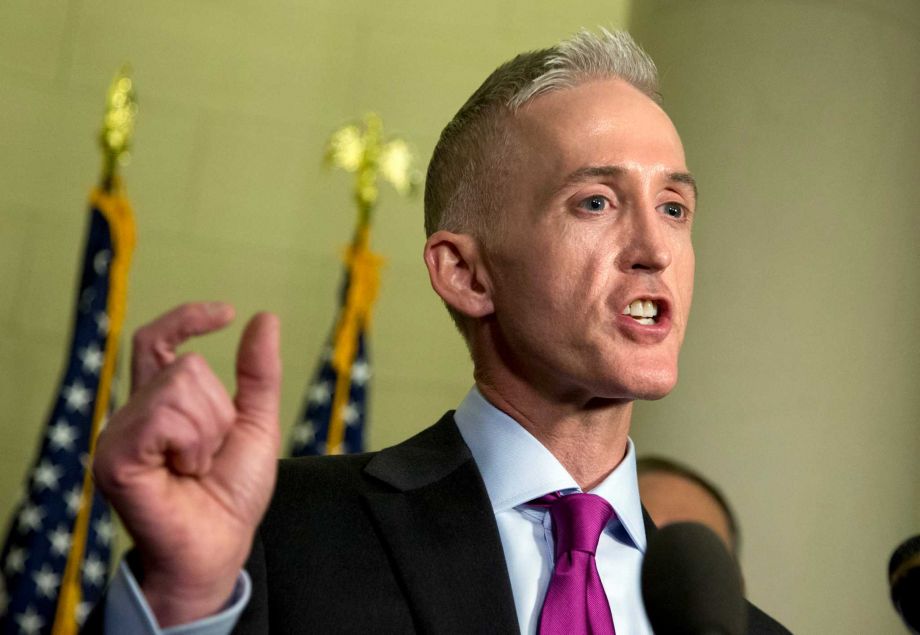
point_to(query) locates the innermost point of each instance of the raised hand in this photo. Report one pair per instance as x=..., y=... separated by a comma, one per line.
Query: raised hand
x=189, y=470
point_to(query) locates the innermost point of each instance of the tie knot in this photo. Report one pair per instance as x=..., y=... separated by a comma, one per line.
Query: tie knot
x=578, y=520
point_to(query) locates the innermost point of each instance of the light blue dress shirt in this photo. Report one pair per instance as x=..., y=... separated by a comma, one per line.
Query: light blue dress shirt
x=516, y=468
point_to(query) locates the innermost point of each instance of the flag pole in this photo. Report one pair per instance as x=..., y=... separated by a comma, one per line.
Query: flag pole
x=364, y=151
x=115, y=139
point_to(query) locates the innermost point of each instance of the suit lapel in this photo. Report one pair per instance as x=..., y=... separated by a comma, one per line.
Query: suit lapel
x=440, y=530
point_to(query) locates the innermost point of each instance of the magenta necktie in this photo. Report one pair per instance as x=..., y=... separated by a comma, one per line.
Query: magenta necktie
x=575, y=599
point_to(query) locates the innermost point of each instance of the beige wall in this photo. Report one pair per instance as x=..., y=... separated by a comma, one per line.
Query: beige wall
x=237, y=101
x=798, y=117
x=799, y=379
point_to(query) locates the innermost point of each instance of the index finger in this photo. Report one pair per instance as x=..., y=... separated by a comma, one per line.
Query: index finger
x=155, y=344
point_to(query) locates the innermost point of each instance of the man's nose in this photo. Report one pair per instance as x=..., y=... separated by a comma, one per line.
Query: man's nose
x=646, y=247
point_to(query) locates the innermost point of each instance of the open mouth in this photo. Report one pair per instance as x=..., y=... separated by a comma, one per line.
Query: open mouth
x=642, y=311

==*==

[Instructions to follow]: Please, from the entries above, set down exactly the lines from the one containing "Query: raised hand" through the one containing "of the suit", and only those.

[Task response]:
Query: raised hand
x=189, y=470
point_to(query) locates the innermost point of each instance of the tie knot in this photo. Report one pair per instance as x=..., y=... separated by a comma, one per line.
Query: tie knot
x=578, y=520
point_to(query) locates the innermost point of each instance of the light blue dress shirt in this photo. Report one pair per instance as x=..., y=... separated by a comma, one per line.
Query: light blue dress shirt
x=516, y=468
point_to(query) locates the innermost point of each instance of the flag pole in this photo. Report one pair per instance as x=..., y=... separated by a comma, one per line.
Query: flag pole
x=364, y=151
x=115, y=139
point_to(query) locates the innermost point of each instance of the suit lapel in this photo. Report one pair per instance as x=..., y=... separated by a comma, one per line.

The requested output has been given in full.